**TASK PROMPT**
Each line of the records containing "deck" is to be copied out and returned.

(Beginning of DATA PROVIDED)

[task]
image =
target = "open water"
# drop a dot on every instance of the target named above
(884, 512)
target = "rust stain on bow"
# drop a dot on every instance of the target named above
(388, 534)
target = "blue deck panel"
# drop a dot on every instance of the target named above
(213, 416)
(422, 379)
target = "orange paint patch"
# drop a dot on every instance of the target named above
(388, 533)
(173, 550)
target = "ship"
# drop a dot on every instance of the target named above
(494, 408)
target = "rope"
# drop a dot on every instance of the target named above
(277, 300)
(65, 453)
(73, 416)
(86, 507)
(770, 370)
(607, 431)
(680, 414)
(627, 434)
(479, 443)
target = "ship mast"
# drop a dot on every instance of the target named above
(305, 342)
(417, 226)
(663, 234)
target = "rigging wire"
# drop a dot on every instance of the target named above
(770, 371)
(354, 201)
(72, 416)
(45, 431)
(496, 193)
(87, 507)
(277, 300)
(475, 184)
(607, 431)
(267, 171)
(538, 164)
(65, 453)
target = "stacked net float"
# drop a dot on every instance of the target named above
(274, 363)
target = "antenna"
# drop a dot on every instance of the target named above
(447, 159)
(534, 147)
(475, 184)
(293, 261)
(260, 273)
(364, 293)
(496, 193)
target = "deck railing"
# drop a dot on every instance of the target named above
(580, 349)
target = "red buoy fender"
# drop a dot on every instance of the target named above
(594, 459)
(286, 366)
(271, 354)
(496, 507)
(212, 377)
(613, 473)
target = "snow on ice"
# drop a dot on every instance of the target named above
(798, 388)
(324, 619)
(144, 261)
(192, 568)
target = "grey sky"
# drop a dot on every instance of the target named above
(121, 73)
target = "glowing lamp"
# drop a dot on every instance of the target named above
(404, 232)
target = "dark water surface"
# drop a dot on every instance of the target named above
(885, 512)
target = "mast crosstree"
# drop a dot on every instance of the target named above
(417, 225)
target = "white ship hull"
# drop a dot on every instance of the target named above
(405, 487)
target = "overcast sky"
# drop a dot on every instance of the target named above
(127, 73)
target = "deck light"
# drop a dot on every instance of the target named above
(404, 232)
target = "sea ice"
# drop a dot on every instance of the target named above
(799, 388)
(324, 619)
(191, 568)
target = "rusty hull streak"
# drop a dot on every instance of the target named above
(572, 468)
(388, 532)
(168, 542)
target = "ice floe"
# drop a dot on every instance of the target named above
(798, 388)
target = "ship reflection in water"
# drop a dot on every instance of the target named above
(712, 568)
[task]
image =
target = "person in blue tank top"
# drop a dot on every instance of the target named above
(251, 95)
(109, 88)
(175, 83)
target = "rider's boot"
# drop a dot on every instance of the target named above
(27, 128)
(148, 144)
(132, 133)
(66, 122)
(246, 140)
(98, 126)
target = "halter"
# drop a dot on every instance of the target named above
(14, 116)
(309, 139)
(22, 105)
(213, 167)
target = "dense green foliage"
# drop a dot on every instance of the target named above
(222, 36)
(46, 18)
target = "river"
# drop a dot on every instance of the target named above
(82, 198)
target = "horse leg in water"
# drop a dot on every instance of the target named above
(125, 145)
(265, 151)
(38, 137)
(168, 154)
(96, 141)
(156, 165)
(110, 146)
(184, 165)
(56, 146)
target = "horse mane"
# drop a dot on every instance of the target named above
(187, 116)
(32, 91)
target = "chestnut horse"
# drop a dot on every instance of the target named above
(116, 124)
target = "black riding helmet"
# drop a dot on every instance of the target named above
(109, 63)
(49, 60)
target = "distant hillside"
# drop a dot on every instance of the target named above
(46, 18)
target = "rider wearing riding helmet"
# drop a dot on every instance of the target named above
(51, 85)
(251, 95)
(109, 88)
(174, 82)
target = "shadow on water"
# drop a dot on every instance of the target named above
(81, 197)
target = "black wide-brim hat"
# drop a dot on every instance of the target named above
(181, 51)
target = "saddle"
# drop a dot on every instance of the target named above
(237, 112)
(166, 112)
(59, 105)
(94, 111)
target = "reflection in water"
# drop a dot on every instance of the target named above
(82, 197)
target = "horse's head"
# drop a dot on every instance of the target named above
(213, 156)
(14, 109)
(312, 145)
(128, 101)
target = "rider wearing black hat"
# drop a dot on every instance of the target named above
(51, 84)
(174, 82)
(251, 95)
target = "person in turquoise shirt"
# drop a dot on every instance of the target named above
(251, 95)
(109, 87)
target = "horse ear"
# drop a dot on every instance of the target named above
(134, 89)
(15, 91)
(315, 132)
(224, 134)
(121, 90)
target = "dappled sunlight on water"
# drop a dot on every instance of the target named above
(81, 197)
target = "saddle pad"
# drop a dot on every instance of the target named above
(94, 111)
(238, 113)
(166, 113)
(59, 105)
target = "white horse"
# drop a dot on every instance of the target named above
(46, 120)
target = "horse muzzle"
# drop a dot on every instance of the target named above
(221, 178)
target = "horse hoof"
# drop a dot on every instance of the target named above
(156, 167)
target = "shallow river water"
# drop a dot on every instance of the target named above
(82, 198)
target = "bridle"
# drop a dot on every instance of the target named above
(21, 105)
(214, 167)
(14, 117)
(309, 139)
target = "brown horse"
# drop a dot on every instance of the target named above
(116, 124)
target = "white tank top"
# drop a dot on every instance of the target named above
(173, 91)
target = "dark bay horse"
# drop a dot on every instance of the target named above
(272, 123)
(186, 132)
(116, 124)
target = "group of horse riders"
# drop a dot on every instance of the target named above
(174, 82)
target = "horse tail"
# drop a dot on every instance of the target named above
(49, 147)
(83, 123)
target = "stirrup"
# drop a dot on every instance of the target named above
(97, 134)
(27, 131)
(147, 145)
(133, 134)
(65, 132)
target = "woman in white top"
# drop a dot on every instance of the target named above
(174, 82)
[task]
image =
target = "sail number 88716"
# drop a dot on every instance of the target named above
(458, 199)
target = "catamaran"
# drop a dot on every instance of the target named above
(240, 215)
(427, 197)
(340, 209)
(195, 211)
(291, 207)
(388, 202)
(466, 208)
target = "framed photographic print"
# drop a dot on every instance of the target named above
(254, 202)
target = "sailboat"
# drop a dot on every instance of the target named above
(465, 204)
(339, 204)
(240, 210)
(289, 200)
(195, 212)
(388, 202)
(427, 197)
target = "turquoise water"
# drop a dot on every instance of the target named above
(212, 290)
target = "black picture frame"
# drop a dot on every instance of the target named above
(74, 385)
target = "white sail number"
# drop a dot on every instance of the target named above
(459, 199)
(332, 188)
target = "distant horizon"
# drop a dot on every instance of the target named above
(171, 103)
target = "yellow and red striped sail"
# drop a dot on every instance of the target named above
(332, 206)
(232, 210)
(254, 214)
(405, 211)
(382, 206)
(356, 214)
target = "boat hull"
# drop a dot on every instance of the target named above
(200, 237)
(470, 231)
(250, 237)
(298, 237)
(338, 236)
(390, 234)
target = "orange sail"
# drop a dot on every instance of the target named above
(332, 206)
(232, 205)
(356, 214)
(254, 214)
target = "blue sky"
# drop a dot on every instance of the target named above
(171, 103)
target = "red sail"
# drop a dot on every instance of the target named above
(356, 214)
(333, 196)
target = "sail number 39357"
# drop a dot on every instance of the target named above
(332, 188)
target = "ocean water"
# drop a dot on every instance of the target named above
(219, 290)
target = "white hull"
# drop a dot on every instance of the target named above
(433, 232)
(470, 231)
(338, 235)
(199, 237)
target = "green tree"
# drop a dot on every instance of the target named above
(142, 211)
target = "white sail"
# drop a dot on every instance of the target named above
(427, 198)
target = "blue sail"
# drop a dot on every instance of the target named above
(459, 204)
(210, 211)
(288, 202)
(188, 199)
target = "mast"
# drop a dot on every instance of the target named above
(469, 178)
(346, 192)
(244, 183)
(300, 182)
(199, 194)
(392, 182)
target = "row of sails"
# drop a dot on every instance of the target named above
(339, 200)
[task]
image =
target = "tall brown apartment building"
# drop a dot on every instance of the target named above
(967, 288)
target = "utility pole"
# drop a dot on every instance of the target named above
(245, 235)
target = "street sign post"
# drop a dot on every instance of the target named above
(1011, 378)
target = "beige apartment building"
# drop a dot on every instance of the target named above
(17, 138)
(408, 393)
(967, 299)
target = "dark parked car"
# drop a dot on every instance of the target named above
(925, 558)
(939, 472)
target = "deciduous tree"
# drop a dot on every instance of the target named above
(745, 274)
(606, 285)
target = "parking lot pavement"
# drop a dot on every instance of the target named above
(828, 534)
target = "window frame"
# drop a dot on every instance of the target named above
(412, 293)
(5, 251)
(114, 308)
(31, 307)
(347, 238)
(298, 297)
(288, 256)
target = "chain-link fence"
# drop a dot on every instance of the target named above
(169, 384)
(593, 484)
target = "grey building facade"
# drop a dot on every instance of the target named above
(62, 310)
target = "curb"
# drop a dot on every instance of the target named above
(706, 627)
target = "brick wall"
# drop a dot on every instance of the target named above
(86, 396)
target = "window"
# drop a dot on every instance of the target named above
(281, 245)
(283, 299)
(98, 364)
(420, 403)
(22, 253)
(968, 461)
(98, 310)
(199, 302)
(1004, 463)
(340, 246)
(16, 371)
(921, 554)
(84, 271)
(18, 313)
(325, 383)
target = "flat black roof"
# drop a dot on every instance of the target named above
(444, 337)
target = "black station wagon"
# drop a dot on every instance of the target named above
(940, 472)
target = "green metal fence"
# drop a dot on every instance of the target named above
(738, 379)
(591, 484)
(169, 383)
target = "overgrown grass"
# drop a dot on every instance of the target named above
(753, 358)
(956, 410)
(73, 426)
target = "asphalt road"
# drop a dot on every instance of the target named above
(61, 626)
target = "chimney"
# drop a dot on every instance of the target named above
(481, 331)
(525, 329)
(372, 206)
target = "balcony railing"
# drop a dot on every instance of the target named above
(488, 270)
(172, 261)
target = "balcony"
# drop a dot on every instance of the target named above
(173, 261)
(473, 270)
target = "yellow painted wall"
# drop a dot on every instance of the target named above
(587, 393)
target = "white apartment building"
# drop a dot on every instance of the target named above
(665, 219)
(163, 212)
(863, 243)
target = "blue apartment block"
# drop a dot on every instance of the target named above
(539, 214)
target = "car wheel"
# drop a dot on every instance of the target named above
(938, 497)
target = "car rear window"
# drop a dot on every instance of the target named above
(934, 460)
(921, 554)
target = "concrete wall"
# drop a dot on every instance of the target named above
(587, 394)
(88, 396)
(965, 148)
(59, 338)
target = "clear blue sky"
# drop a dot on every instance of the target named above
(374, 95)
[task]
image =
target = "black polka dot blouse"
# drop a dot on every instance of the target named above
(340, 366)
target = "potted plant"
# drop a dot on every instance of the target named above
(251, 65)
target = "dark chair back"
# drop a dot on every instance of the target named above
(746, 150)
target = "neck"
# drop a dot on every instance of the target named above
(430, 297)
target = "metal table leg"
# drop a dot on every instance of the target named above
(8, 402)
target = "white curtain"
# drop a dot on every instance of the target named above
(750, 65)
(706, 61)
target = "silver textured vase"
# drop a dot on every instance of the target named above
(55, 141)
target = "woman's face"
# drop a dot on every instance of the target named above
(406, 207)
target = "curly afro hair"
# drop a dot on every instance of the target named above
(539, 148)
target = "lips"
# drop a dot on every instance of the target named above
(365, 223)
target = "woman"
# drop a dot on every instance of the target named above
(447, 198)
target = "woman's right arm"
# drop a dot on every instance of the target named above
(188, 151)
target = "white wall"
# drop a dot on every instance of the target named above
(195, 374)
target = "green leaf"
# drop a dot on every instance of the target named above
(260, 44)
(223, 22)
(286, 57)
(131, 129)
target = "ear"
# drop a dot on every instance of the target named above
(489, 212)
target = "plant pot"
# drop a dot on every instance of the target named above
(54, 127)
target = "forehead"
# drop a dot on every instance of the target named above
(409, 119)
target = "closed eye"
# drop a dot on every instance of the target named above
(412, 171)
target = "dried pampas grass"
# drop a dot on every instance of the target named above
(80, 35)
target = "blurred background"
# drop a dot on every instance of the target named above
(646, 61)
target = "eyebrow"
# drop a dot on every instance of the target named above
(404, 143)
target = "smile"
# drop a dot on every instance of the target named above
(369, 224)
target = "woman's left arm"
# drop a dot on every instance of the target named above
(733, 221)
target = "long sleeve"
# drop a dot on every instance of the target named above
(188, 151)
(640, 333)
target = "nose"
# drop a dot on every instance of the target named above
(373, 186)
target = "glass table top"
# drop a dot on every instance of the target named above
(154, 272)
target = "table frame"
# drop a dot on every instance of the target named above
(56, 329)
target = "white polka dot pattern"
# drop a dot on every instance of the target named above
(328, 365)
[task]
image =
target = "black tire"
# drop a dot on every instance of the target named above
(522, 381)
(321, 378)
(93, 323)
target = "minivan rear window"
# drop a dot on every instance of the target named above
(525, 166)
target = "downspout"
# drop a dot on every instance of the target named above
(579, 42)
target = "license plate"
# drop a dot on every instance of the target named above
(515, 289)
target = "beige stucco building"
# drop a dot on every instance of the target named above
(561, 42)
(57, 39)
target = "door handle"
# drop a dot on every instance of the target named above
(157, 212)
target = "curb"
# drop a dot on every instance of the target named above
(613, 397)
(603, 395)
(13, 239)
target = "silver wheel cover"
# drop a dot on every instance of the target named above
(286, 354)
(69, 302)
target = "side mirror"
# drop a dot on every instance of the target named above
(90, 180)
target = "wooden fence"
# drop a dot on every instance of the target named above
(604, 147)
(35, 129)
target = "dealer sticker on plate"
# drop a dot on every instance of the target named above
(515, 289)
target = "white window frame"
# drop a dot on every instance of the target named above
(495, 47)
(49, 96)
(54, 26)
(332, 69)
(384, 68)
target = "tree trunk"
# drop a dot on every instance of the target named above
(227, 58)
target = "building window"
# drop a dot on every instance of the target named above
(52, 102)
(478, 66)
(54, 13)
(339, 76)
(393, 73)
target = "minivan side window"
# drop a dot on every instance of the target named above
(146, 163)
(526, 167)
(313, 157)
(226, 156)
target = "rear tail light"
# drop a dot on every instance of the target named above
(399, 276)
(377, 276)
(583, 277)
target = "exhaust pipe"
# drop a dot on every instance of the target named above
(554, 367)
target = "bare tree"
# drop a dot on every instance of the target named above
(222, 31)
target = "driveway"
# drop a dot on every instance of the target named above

(End of DATA PROVIDED)

**OUTPUT FOR THIS EXERCISE**
target = "blue deck panel"
target = "deck railing"
target = "deck light"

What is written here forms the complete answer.